» Your instructions: Reproduce every one of the records below verbatim, keeping their order, wording and punctuation unchanged.

— START Data records —

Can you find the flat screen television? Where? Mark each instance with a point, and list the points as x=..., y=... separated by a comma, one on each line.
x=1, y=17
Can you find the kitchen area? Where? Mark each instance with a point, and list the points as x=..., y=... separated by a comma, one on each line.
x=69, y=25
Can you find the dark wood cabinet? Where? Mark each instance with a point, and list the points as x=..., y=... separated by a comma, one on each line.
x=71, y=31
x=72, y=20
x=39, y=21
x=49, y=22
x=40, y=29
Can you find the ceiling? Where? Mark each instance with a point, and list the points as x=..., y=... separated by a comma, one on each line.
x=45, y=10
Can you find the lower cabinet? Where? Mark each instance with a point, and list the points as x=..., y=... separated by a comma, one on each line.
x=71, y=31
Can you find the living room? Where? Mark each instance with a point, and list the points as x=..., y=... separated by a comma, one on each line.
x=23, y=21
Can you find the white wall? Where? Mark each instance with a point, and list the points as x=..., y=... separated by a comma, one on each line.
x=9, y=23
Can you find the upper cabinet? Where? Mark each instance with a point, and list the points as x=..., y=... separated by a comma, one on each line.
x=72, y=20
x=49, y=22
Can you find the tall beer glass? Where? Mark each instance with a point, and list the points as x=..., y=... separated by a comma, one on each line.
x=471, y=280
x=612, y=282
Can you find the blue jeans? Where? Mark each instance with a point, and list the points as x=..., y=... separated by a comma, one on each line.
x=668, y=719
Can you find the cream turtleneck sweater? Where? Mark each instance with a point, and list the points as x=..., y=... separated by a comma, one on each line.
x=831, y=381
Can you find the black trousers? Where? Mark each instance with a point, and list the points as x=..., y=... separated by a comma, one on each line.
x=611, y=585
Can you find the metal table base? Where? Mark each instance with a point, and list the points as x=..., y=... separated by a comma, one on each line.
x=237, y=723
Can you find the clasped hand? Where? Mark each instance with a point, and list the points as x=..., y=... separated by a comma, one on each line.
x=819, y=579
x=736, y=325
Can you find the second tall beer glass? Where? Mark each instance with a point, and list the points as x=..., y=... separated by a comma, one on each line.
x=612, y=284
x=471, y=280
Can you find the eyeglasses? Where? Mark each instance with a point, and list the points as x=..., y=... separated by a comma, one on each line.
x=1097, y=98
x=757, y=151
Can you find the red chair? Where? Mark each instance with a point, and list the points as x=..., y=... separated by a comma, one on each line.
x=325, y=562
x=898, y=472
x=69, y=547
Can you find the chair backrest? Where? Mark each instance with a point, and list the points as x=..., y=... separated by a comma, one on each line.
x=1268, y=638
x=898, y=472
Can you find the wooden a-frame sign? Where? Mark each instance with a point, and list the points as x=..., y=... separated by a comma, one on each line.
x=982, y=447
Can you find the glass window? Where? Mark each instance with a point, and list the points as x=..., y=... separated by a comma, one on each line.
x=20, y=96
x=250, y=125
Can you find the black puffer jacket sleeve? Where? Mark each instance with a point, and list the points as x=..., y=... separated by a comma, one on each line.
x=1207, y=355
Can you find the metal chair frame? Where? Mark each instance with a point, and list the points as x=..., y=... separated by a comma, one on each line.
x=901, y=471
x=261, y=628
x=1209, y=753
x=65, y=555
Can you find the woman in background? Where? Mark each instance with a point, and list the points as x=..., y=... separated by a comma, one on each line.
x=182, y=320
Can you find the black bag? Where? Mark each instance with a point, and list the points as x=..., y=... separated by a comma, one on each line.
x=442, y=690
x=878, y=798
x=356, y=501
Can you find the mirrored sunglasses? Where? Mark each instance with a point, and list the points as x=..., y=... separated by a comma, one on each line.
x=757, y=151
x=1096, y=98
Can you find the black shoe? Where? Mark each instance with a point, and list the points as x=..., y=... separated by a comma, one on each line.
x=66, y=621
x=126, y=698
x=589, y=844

— END Data records —

» Written solution:
Can you find the flat screen television? Where? Mark each instance with a point, and list the points as x=..., y=... separated by a comma, one on each line.
x=1, y=17
Can you find the kitchen area? Where? Mark each instance with a point, and list the points as x=..., y=... separated by a comma, one on each line.
x=69, y=25
Can you find the dark wood cabinet? Where? Mark each instance with a point, and list the points as x=..., y=... separated by a comma, one on each line.
x=71, y=31
x=72, y=20
x=39, y=21
x=49, y=22
x=40, y=29
Can you find the ceiling? Where? Mark each instance with a point, and list the points as x=..., y=... separated by a comma, one on each line.
x=45, y=10
Can you find the lower cabinet? Where? Mark each instance with a point, and list the points as x=..., y=... separated by a comma, one on each line.
x=71, y=31
Can you find the living room? Where? Mark each instance with a point, and list the points as x=..., y=... separated by a comma, one on each line.
x=23, y=21
Can you find the white wall? Where? Mark each instance with a point, and list the points as x=..., y=... separated by a comma, one on each line.
x=9, y=23
Can you find the upper cabinet? Where? Mark each instance with a point, and list the points as x=..., y=... separated by a comma, one on each line.
x=72, y=20
x=49, y=22
Can you find the tall beer glass? Where? Mark each instance with a point, and list the points as x=..., y=... separated by a comma, one on each line.
x=471, y=280
x=612, y=282
Can you find the blue jeans? Where? Mark each instance with a point, and list the points as x=..., y=... separated by a comma, one on each line.
x=668, y=719
Can you find the cream turtleneck sweater? Where? Mark each instance with a point, and list the points as x=..., y=... separated by a comma, one on each line.
x=831, y=381
Can you find the black trousers? Where? Mark each instance with a point, and list the points as x=..., y=... separated by a comma, one on each line.
x=611, y=585
Can you find the metal table base? Where? Mark each instance with a point, and list the points as x=..., y=... separated by a comma, one on each line.
x=237, y=723
Can you find the clasped hand? Where? Mark each instance with a point, and list the points as x=..., y=... separated by a comma, one on each line.
x=819, y=579
x=736, y=325
Can you find the second tall beer glass? Where? Mark each instance with a point, and list the points as x=..., y=... separated by a comma, one on each line.
x=612, y=284
x=471, y=280
Can you find the eyeglasses? Where? Mark each instance with a point, and list the points as x=..., y=... separated by a comma, one on each line.
x=1097, y=98
x=757, y=151
Can you find the red chair? Where? Mark each instance with a point, and list the points as x=..., y=... separated by a comma, one on each line.
x=325, y=562
x=898, y=472
x=69, y=547
Can you find the chair backrest? Where? Mark each instance with a point, and list the points as x=..., y=... separated by a comma, one on each line.
x=1268, y=638
x=898, y=472
Can you find the wooden a-frame sign? Where? Mark each instance with a point, and list the points as x=..., y=... separated by a comma, one on each line.
x=982, y=447
Can you find the glass window? Where? Mark each instance with a point, and list the points as x=..., y=... separated by a comma, one on each line.
x=20, y=96
x=250, y=125
Can you find the black puffer jacket sleeve? Where? Mark each instance with a point, and list the points as x=..., y=... separated by a comma, one on each line.
x=1207, y=355
Can you find the metal chair frame? Where? Mark each instance with a point, and list the points as x=..., y=... separated by a comma, one on each line.
x=901, y=471
x=261, y=628
x=1209, y=753
x=65, y=555
Can you find the woman in background? Where? Mark each instance with a point, and list the points as x=..., y=... separated by a comma, one on each line.
x=182, y=320
Can you find the black bag? Where? Mark each instance with a point, and list the points as x=..., y=... separated by a comma, one on each line.
x=442, y=690
x=878, y=798
x=356, y=501
Can you find the mirrored sunglasses? Where? Mark each instance with a point, and list the points as x=..., y=... separated by a comma, one on each line.
x=757, y=151
x=1096, y=98
Can you find the black shoe? Where? Mark each instance with a point, and list the points as x=..., y=... separated by a comma, one on each line.
x=66, y=621
x=126, y=698
x=589, y=844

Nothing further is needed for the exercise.